## SHORT EXERCISE
Reproduce the data below word for word, leaving out the pictures.

## Point-based annotation data
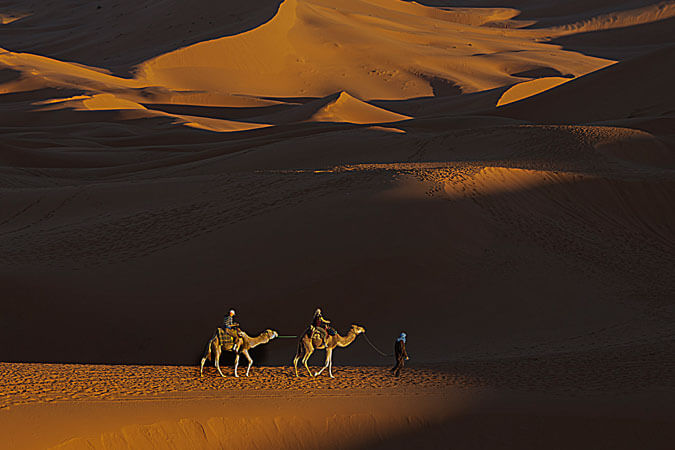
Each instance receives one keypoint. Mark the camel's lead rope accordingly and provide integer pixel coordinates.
(376, 349)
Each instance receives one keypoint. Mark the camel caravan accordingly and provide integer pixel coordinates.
(318, 336)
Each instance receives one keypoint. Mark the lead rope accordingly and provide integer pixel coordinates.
(376, 349)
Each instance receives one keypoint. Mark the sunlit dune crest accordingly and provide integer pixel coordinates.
(495, 179)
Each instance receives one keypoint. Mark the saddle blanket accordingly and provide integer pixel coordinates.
(226, 341)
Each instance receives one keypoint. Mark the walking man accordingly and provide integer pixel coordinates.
(400, 354)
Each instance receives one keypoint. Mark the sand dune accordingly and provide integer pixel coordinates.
(635, 88)
(496, 179)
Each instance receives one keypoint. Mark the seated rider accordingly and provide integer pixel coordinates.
(232, 329)
(320, 325)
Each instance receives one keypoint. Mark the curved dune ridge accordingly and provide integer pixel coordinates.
(497, 181)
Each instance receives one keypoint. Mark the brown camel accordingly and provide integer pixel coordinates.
(307, 345)
(247, 343)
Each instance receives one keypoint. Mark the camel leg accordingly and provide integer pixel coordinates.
(250, 361)
(217, 358)
(207, 355)
(295, 364)
(330, 365)
(218, 352)
(304, 362)
(325, 365)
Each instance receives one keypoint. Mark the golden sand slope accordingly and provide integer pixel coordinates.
(350, 156)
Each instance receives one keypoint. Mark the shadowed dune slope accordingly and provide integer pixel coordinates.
(345, 155)
(641, 87)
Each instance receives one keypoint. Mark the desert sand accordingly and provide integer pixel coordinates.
(495, 178)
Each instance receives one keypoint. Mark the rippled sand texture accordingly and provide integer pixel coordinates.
(495, 178)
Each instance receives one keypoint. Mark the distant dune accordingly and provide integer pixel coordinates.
(495, 178)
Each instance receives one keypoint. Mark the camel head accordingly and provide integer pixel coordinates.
(271, 334)
(358, 329)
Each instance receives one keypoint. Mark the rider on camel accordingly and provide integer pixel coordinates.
(232, 329)
(320, 325)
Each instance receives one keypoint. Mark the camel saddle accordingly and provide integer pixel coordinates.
(226, 341)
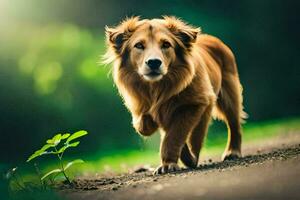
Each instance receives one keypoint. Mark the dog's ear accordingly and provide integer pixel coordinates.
(116, 36)
(187, 34)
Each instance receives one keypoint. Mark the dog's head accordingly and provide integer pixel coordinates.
(151, 48)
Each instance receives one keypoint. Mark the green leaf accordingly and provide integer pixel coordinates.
(55, 140)
(51, 172)
(65, 136)
(74, 144)
(45, 147)
(76, 135)
(62, 149)
(40, 152)
(77, 161)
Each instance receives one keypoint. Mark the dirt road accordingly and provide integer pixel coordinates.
(269, 170)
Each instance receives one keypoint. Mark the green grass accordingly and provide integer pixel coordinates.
(124, 160)
(215, 144)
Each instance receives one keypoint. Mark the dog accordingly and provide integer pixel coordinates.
(174, 78)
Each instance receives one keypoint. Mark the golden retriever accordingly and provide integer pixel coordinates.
(173, 77)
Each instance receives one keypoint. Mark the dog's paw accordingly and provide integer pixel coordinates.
(167, 168)
(231, 155)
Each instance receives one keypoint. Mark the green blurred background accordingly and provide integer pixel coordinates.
(50, 79)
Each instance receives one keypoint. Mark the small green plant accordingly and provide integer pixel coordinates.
(57, 146)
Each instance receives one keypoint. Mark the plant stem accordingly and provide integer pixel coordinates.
(62, 167)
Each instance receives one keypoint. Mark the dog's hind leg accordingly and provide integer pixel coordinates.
(230, 106)
(190, 152)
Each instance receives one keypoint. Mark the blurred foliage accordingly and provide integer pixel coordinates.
(50, 80)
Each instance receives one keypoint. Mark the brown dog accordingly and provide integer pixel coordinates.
(174, 78)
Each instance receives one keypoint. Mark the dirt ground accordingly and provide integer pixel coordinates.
(268, 170)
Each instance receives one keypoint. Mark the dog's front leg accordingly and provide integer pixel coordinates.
(144, 124)
(176, 131)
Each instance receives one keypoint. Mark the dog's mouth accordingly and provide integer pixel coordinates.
(153, 76)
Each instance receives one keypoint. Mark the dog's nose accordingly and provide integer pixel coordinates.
(153, 64)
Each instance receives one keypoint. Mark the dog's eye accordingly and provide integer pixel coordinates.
(166, 45)
(139, 45)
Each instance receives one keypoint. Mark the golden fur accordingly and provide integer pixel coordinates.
(197, 79)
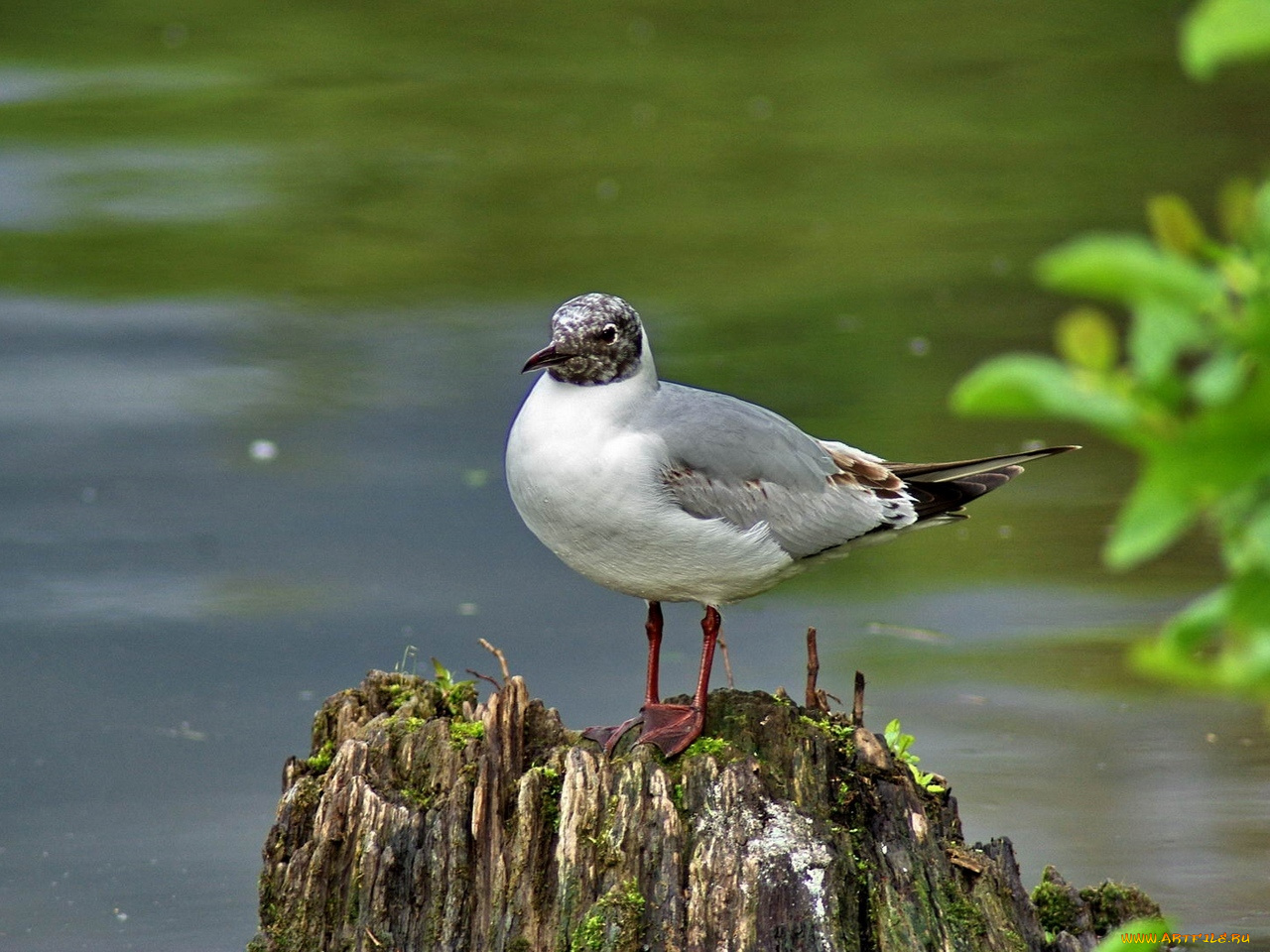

## COMPLETED TASK
Each instance receives one keypoint. Mark the camel's lead rope accordingly and provide integer pixel coordinates.
(376, 349)
Each instance receives one keypoint. Mark the camel caravan accordingly and provide integer pixel coordinates.
(318, 336)
Each instance receives one keypoint. Mark the lead rope accordingly and provide integer pixel coordinates.
(376, 349)
Each instance receives one keypoint. Mark the sunlit dune crest accordingly and provide integer pixel coordinates.
(495, 179)
Each instance receives one keypoint. Mark the saddle blanket accordingly and provide integer pixel coordinates.
(226, 341)
Each instance receives one keypoint. Mark the walking man accordingly and provide integer pixel coordinates.
(400, 354)
Each instance receives one keypoint. Mark the sand dune accordingly and provide integer pixel coordinates.
(635, 88)
(496, 179)
Each instance receives one keypoint. Mark the seated rider accordingly and provide integer pixel coordinates.
(232, 329)
(320, 325)
Each instance receives one keypoint. Mark the curved dune ridge accordingly and provide integer pixel coordinates.
(497, 181)
Each instance receives one keypoint. Mark the brown camel accordingly and provide integer pixel coordinates.
(307, 345)
(247, 343)
Each instance receives one keypoint. Mark the camel leg accordingly and provide integer pixel coordinates.
(250, 361)
(217, 358)
(207, 355)
(295, 364)
(330, 365)
(218, 352)
(304, 362)
(325, 365)
Each instance receives one keypoint. Mark the golden sand slope accordingly and provide integer pixel coordinates.
(350, 156)
Each instance receives one keypoint. Mark the shadowed dune slope accordingly and provide integer pixel coordinates.
(345, 155)
(641, 87)
Each instance receives one keypoint. Mark the desert sand accordingly and provide integer pixel coordinates.
(495, 178)
Each instance receives one keypoint. Mark the rippled sand texture accordingly and provide integer pixel coordinates.
(495, 178)
Each instance receives one keypoint. Mark the distant dune accordingly and provide integer pixel coordinates.
(495, 178)
Each instance receives one keypoint. Mark the camel head accordingly and provide integer pixel coordinates.
(271, 334)
(358, 329)
Each instance receives one keypoint. Mark the rider on camel accordingly and provide integer pixel coordinates.
(232, 329)
(320, 325)
Each instance receives one keypoint. Mark the camel saddle accordingly and provide integer pixel coordinates.
(226, 341)
Each instance receives one keypoint. Mark the dog's ear accordingly and provide integer pixel coordinates.
(116, 36)
(187, 34)
Each instance receives one keypoint. Mark the dog's head accordingly and provide integer pixel coordinates.
(151, 48)
Each instance receives one keypoint. Mark the green leaf accordingly and provide integer pixel coordinates.
(55, 140)
(51, 172)
(65, 136)
(74, 144)
(45, 147)
(76, 135)
(62, 149)
(40, 152)
(77, 161)
Each instance receives one keypoint. Mark the dirt road accordingly and provide integer pixel coordinates.
(269, 170)
Each instance receives one keypoint. Mark the green grass accordingly and provide integer pixel coordinates.
(124, 160)
(215, 144)
Each instance receives one keypoint. Mark the dog accordingly and provide integer pixel coordinates.
(174, 78)
Each instance receives one keypoint. Mark the golden retriever accordingly and provide integer pixel coordinates.
(173, 77)
Each instance receives one keypoint. Mark the dog's paw accordingly and provide integer pixel coordinates.
(167, 168)
(231, 155)
Each instance receives one keypoint. Mark the green blurred background accordingly and provide integer pixel coordinates.
(50, 79)
Each instance receives one keypoint. Mark the small green plant accordingly and provide integer pixel coordinates.
(57, 146)
Each instance receives one keypoint. Mark the plant stem accordingly and provide integer pixel coordinates.
(62, 167)
Each instance receives one keypoint. Mark the dog's hind leg accordingly and provide integer pixel coordinates.
(230, 106)
(190, 152)
Each instance receives one keypoint. Mark the blurred foliage accordingly and provide integer pixel coordinates.
(50, 80)
Each instance receives one keypoint. Mark the brown dog accordingly and provide integer pixel coordinates.
(174, 78)
Each instance receives one keypoint. Mark the dirt ground accordingly and provide integer pixel coordinates.
(268, 170)
Each instance receives one keypoint. Mark the dog's front leg accordingly and provide integer pixel coordinates.
(144, 124)
(176, 131)
Each instance receives one keypoint. Mark the dog's mouth accordingly and provide integer pixel coordinates.
(153, 76)
Each instance receives one keypoint. Mark the dog's nose accordingly and provide integer pixel coordinates.
(153, 64)
Each instance receives one keypoint. Mark the dog's eye accordingly and provide integer pixel coordinates.
(166, 45)
(139, 45)
Each instance receives one keypoint. Mark the golden fur accordingly and provide integer pixel coordinates.
(197, 79)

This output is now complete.